++++ RECORD LIST

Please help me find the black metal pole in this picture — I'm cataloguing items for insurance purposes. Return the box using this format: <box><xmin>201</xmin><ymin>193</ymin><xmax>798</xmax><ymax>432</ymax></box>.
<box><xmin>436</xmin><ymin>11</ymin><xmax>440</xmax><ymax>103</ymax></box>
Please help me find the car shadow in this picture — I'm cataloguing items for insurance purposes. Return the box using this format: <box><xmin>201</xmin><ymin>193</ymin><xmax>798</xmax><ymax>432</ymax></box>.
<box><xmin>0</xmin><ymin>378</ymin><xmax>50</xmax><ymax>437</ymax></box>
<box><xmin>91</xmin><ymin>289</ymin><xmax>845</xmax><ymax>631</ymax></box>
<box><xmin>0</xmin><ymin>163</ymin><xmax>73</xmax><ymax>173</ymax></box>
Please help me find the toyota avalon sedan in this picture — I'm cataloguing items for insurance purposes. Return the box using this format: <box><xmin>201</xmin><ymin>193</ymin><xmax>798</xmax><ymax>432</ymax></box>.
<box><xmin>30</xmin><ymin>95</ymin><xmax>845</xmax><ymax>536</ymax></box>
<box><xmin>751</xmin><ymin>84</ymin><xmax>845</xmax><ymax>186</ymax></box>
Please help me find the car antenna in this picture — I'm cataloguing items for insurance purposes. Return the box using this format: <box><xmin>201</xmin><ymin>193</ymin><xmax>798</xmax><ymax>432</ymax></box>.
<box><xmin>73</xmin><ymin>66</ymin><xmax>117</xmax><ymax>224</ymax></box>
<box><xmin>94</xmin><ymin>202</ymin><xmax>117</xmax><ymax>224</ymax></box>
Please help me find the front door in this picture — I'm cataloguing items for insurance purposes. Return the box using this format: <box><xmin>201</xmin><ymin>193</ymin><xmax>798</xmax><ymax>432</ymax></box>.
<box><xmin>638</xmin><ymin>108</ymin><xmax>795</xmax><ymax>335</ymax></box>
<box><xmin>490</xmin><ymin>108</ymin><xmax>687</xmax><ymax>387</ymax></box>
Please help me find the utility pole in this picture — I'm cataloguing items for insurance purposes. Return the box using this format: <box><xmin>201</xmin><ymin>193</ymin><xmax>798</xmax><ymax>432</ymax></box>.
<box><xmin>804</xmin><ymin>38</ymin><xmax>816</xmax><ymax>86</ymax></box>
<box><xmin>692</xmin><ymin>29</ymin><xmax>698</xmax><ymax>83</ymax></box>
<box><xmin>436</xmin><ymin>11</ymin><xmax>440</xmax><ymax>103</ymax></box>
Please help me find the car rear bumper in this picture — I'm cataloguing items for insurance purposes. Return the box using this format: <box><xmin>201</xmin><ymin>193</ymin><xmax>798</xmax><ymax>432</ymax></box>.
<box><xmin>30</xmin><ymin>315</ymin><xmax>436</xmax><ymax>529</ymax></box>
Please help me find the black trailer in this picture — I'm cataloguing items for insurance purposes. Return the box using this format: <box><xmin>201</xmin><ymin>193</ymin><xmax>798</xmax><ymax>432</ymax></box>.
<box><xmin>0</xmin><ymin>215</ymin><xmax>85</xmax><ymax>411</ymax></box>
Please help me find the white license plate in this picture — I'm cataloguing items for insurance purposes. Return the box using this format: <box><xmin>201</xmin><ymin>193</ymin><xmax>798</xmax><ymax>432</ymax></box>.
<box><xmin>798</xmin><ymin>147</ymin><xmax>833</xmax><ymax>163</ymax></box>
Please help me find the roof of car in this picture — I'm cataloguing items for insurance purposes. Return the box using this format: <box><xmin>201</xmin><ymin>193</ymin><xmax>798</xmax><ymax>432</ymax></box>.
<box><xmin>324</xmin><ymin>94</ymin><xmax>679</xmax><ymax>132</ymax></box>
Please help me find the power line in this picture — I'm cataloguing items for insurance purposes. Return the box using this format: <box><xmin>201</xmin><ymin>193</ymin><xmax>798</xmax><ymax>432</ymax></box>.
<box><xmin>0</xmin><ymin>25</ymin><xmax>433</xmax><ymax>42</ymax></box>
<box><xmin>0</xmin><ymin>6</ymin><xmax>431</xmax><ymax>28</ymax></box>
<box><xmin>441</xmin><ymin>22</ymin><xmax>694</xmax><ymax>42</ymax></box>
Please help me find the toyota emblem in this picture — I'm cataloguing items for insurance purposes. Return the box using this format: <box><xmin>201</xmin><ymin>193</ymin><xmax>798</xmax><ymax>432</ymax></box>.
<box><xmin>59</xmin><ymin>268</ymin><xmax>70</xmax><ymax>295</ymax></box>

++++++++

GIVEN TASK -
How many lines of the listing above contain the word "toyota"? Give only the number.

ANSWER FOR THIS EXERCISE -
2